### Exercise data
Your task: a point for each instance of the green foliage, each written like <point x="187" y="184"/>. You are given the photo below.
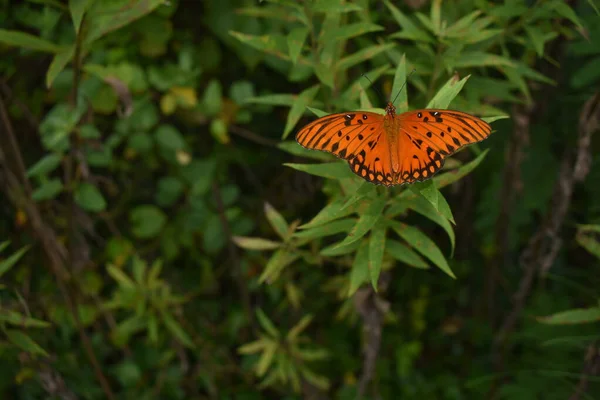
<point x="206" y="254"/>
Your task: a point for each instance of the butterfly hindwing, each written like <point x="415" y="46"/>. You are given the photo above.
<point x="357" y="137"/>
<point x="428" y="136"/>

### About this exercise
Print all records verbatim, excluding pictures.

### Written answer
Your task: a point for each instance of the green foliage, each written like <point x="187" y="184"/>. You are given the photo below.
<point x="206" y="254"/>
Your task: a point for each instance of the butterfly hindwing, each written like <point x="415" y="46"/>. You are given the photo above.
<point x="357" y="137"/>
<point x="428" y="136"/>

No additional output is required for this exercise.